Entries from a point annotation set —
↓

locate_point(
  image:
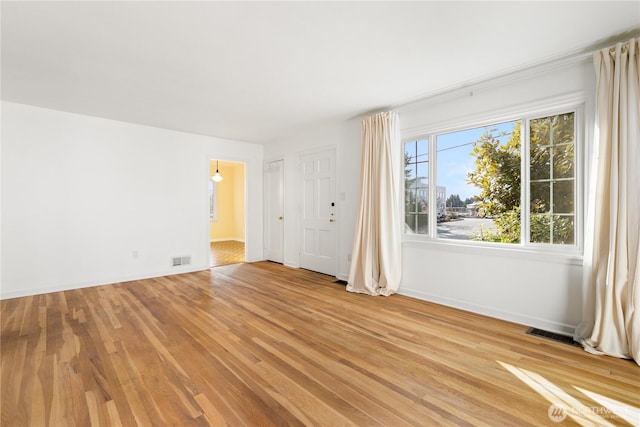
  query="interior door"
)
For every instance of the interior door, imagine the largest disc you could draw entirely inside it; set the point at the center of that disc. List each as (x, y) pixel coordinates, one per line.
(318, 235)
(275, 211)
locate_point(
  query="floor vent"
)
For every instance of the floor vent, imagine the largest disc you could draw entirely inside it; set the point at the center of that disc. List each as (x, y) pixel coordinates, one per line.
(564, 339)
(181, 260)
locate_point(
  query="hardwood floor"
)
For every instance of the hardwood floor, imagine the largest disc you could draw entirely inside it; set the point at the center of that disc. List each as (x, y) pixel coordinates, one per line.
(226, 252)
(263, 344)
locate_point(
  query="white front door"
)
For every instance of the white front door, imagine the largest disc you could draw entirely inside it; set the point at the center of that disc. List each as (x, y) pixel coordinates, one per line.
(318, 234)
(275, 211)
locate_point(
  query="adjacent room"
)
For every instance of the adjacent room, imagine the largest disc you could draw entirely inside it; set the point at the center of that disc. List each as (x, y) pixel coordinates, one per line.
(320, 213)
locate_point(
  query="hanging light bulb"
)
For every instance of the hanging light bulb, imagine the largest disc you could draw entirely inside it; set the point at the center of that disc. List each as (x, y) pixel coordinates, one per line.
(217, 177)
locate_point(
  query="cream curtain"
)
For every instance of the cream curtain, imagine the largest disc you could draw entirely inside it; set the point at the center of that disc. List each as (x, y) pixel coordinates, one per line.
(612, 248)
(376, 257)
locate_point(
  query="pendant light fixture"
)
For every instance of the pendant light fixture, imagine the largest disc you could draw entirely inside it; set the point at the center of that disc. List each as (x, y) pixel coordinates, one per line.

↑

To do — Repeat the full listing above exactly, with no pictures in the copy.

Task response —
locate_point(
  image:
  query="interior door"
)
For every instance of the interior door, imagine the largest disc you could draw entirely inside it; set the point at the center of that disc. List each as (x, y) pixel coordinates, one per line.
(318, 235)
(275, 211)
locate_point(
  query="floor vent"
)
For every instance of the floor vent, imagine the largest disc you could draw entirely inside it; set the point at the center of that disc. List each as (x, y) pixel coordinates, one per line.
(564, 339)
(181, 260)
locate_point(
  query="hardwood floor"
)
For every instance of the hardwood floor, imagine the largest disc you could draw entirely inside it; set the point at the center of that disc. List each as (x, y) pixel coordinates, one per line.
(226, 252)
(263, 344)
locate_point(
  query="white front door"
)
For every instance of the white front door, imagine the largest disc you could draw entirely inside it; set the point at the center of that disc. List each as (x, y) pixel coordinates, one per line.
(318, 234)
(275, 211)
locate_point(
  query="adjacent room"
)
For every instance of the adjacent room, imagine the largest disc you could draw entirely inside it; set the point at the center of that disc. List each as (x, y) pixel coordinates, one per line.
(320, 213)
locate_point(
  query="hanging light bulb"
)
For every instance of the hanging light bulb, imagine the largest disc you could draw entirely inside it; set the point at the center of that disc. List each as (x, y) pixel coordinates, one per line.
(217, 177)
locate_point(
  query="cream curtain"
)
For every instance of the cream curtain, imagine the largest disc you could draw entirely inside it; set the point at the center of that disc. List each as (x, y) pixel coordinates, one per line.
(612, 248)
(376, 257)
locate_point(
  query="pendant light fixture"
)
For every instance of the pendant light fixture, imagine the largest disc you could draw entirely inside it; set the point at the center of that disc. List each as (x, y) pixel coordinates, one per line.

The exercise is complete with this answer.